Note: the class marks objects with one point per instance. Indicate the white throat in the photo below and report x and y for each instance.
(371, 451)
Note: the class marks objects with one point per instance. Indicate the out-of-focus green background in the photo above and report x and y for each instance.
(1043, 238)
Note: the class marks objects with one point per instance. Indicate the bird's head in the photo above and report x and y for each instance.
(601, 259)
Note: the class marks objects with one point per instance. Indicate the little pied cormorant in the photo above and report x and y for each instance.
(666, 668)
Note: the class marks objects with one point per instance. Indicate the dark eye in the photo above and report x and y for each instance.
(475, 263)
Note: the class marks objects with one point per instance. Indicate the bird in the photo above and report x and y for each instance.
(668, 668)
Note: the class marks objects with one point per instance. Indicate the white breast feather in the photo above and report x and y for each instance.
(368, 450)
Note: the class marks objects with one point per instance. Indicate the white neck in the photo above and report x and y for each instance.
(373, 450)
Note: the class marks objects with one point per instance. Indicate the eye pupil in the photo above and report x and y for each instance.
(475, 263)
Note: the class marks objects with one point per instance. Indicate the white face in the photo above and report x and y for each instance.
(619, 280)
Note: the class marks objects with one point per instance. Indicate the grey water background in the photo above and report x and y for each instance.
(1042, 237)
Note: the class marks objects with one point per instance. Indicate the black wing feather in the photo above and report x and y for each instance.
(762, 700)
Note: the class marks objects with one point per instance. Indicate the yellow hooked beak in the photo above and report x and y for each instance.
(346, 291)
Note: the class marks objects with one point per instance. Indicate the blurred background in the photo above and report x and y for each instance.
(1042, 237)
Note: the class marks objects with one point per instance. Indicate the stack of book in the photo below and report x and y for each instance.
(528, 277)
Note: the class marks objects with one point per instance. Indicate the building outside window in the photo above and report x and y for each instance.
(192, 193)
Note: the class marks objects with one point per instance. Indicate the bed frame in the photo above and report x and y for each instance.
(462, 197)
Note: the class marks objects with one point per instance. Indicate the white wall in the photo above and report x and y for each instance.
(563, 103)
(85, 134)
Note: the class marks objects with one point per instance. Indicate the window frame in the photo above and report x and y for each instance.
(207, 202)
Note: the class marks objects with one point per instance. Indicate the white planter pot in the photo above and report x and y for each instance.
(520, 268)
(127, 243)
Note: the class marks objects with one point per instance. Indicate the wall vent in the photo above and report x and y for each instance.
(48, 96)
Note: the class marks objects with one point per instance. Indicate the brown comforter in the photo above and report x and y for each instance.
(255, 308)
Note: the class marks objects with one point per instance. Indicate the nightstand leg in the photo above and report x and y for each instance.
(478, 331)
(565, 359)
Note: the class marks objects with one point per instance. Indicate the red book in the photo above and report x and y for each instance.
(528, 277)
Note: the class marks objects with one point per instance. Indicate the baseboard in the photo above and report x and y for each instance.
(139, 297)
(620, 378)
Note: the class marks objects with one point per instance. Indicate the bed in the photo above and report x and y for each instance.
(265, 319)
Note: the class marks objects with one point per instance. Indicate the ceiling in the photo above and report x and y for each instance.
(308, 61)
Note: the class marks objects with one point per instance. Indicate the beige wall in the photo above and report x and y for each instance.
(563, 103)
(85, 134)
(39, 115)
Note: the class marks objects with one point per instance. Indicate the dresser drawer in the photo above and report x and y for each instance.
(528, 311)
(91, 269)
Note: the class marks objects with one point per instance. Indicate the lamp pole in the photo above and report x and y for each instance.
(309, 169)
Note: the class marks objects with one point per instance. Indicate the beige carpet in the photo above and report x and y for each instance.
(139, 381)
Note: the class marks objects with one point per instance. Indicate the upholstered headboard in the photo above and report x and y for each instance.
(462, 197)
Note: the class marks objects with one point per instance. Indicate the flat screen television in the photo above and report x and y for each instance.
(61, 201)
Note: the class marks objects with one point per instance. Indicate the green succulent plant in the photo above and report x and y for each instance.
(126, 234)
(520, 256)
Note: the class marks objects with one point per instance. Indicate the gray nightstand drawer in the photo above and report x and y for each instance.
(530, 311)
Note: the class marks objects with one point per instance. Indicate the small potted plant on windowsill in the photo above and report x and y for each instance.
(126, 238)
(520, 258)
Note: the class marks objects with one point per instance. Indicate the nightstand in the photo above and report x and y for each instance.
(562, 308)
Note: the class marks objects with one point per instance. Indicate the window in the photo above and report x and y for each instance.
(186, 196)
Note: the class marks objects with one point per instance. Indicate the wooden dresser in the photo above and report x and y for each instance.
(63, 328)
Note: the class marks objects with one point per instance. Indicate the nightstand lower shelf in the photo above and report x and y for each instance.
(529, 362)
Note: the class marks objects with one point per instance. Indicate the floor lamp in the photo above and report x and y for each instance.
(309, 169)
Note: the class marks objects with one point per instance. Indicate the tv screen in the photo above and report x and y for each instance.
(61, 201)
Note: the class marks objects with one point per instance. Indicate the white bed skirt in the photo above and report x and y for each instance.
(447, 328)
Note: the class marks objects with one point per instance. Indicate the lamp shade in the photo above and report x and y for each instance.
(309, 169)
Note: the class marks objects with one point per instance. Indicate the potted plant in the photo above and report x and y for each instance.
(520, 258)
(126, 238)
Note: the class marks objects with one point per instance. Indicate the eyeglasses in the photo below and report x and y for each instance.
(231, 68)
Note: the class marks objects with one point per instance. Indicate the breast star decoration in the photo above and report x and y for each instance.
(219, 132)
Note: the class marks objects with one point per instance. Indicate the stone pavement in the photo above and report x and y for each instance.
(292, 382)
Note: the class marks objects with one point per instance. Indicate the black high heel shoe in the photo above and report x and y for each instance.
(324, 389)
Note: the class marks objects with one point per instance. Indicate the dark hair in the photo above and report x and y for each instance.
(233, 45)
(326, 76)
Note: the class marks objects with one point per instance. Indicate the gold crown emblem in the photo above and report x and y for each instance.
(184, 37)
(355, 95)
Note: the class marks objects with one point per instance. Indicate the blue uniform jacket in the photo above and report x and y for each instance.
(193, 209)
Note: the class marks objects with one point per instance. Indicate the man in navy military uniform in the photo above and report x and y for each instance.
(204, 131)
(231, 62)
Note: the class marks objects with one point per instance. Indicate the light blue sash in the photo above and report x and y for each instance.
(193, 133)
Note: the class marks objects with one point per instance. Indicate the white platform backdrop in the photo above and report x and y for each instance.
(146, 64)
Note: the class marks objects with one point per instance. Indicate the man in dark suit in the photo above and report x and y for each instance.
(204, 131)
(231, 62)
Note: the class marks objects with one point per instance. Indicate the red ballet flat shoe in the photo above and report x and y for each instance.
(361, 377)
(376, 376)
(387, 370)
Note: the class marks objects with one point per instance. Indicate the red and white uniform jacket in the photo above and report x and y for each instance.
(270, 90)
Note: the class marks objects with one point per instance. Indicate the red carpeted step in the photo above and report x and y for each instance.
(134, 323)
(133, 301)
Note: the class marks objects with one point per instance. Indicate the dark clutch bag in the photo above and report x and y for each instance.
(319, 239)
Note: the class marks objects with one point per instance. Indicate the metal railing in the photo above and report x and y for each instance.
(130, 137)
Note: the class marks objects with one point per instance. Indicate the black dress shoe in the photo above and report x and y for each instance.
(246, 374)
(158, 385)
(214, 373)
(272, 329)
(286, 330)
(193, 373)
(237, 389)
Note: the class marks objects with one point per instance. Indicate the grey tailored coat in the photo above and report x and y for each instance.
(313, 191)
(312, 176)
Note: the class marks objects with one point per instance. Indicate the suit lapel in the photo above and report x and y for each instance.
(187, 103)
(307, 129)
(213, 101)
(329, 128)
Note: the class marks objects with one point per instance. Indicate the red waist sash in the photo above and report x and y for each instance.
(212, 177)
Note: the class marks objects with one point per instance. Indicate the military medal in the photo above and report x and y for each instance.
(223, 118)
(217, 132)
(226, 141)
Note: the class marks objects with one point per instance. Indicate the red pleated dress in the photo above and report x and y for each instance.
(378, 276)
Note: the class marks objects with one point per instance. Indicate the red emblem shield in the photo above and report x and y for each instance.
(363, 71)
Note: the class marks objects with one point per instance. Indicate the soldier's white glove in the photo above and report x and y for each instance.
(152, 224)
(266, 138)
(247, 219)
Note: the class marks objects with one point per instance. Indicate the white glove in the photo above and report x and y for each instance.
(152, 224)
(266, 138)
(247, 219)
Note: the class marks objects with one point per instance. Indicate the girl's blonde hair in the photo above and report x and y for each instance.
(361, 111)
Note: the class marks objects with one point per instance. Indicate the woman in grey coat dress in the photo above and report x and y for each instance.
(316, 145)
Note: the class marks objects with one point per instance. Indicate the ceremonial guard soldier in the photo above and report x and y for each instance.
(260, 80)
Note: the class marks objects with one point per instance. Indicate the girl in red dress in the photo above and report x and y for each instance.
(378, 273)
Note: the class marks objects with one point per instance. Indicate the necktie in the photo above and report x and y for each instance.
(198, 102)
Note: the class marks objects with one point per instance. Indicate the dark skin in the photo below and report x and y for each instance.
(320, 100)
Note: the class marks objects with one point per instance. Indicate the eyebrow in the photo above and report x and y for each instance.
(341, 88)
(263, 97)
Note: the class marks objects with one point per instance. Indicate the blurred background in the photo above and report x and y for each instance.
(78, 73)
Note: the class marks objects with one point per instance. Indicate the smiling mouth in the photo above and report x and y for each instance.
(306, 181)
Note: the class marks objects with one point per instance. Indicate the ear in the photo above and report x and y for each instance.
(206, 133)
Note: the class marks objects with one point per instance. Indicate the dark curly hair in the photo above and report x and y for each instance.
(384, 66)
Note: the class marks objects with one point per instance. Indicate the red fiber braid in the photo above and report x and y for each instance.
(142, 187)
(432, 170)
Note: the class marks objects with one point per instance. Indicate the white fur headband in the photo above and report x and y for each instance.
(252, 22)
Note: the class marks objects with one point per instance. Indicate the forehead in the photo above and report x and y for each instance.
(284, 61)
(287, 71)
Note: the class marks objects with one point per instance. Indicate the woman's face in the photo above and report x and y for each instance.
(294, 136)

^^^^^^^^

▸ Requirement: Write out only those lines of the entries that lie between the line containing "Indicate the forehead" and the last line, inclusive, reproducing them exactly.

▸ Solution to this task:
Note: the class marks objects with one point per instance. Indicate the forehead in the photo above and report x and y for each instance.
(284, 61)
(287, 71)
Note: the class marks objects with one point per instance. Indicate the woman's face in the photo above and report x and y for each instance.
(294, 136)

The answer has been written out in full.